• Exercise
Only the pictures are to be left out, and the rest of the entries should be reproduced exactly.

• Records supplied
============

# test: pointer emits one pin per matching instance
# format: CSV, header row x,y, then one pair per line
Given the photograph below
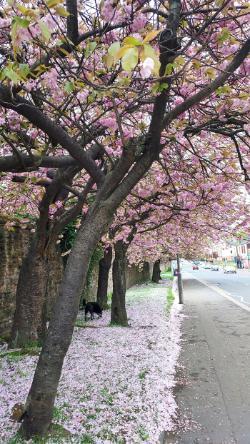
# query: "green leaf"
x,y
60,10
224,35
169,69
53,3
130,59
151,35
24,70
108,60
132,41
21,22
45,30
90,47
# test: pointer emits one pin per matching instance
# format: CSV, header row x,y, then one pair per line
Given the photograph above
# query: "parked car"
x,y
230,269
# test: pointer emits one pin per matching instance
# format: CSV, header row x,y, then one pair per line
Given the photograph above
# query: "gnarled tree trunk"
x,y
28,325
103,277
118,306
156,276
40,402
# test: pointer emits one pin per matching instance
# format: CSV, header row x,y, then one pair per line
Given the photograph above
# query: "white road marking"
x,y
221,292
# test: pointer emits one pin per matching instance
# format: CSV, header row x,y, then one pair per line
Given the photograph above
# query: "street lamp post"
x,y
179,280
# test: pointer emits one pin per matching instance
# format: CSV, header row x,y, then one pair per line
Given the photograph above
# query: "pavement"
x,y
236,285
213,393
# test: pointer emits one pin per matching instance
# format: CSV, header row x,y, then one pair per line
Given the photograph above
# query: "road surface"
x,y
213,393
236,285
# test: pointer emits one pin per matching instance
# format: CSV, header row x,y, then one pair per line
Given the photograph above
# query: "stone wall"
x,y
13,247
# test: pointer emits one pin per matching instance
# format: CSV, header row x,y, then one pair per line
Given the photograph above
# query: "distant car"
x,y
230,269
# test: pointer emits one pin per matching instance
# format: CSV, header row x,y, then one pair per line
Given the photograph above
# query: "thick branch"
x,y
72,22
27,163
55,132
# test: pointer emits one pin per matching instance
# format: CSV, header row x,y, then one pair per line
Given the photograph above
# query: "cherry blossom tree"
x,y
131,82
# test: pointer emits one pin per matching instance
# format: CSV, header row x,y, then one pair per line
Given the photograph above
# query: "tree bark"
x,y
40,401
103,277
28,325
118,307
156,276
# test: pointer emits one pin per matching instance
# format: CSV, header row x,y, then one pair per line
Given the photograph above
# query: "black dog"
x,y
92,307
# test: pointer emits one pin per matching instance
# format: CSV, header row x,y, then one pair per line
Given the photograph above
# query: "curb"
x,y
223,293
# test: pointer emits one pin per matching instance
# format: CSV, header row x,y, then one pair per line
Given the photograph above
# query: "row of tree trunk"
x,y
31,315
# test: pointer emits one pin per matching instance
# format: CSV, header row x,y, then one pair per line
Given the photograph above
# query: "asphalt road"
x,y
213,386
236,285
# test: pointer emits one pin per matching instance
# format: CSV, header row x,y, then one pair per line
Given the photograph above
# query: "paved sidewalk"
x,y
216,360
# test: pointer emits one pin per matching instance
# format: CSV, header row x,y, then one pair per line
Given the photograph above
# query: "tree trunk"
x,y
40,402
28,325
103,277
118,307
156,276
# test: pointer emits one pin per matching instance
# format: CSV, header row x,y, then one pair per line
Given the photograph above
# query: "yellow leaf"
x,y
53,3
196,64
211,73
108,60
130,59
60,10
151,35
122,52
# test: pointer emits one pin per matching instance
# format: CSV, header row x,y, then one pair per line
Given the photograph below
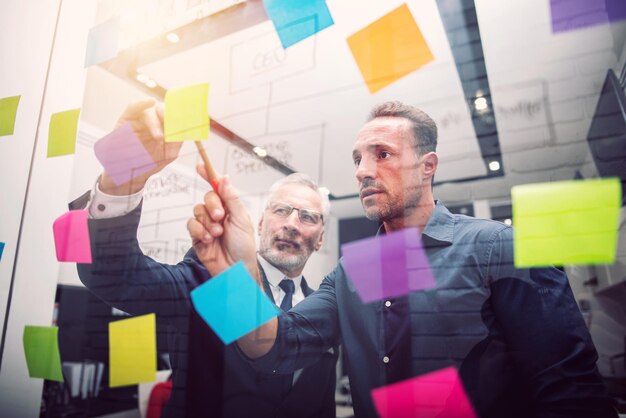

============

• Response area
# test: pointer emits one pin per matching instance
# format: CSV, header row x,y, then one pair per line
Given the photograph below
# query: "green leaf"
x,y
60,10
224,35
169,69
53,3
130,59
151,35
24,70
108,60
132,41
21,22
45,30
90,47
# test: pointer emits one pin per matching instance
# format: CSV, header row x,y, then one pair per line
Given the photograph above
# query: "parked car"
x,y
230,269
# test: pointer emits one pin per matching instance
# format: CSV, header row x,y, then one pair per line
Given the photograph above
# query: "gnarled tree trunk"
x,y
28,325
103,277
118,306
156,276
40,402
# test: pointer emits one pin per matching instance
# format: CSV, header row x,y, then one pair per line
Given the photograph above
# query: "white road marking"
x,y
221,292
# test: pointer emits one pin per matching instance
# format: CSV, header row x,y, then one pair per line
Given the photograph above
# query: "street lamp post"
x,y
179,280
# test: pointer emits one pin per matching instance
# format: CSV, header row x,y, then one pair per line
Given the photograph above
# query: "pavement"
x,y
236,285
213,393
# test: pointer emits one pin per matching instance
# format: CSV, header row x,y, then one pair per line
Given the photograph above
# query: "road surface"
x,y
213,393
236,285
# test: pointer emits one pin per matching instance
# format: CSV, header row x,y, then one pair per line
Given the photograph above
# query: "stone wall"
x,y
13,247
# test: pointer emits one pin per matching instance
# format: CSV, header row x,y, then one pair per line
Given the photograph above
# query: "distant car"
x,y
230,269
# test: pointer emits one pin per matching instance
# format: CSV, header row x,y, then one pair per line
Given the photograph above
# query: "thick branch"
x,y
72,22
27,163
55,132
# test: pointer emits one pin per matching instance
# format: CSV, header row x,y, then one pair per line
Given the photograph above
# query: "cherry blossom tree"
x,y
131,82
# test: pointer emits one pin per matching instance
# format: CSV, header row x,y, then one pair per line
Given the photograph above
# query: "tree bark"
x,y
40,401
103,277
28,325
118,307
156,276
# test: pointer emits one pin per matching instance
# format: CSV, header row x,y, then one pair per line
Given the photograph above
# query: "black dog"
x,y
92,307
# test: pointer emits one pin per matching instance
# format: CSV, header row x,y, then one pair per line
Given the photograph above
# query: "curb"
x,y
223,293
# test: pointer emits one pin per matching instance
# format: CSV, header row x,y, then one pair per line
Given the photograph above
# query: "row of tree trunk"
x,y
31,315
# test: pointer emits one pin per matching instance
# format: CSV, header row x,y, then one pair per line
Given the photograph above
# query: "asphalt road"
x,y
213,386
236,285
# test: pointer emits one pin per matching instance
# format: CSV, header row x,y, then one pair per line
Given the photograph above
# query: "paved sidewalk"
x,y
216,360
# test: pointer emits one pin per matching instance
# format: CSV, header row x,y, then one pair per line
Given the photograph above
# query: "tree trunk"
x,y
40,402
28,325
103,277
118,307
156,276
# test: pointer emits one pin per matching instance
# format: CSV, header row x,y, then one pair per line
Given the photograph above
# query: "yellow leaf"
x,y
53,3
196,64
211,73
108,60
130,59
60,10
151,35
122,52
# test: pointer emits one pin per matching instance
# format: CSV, header row x,y, then one pair per line
Given the photograph below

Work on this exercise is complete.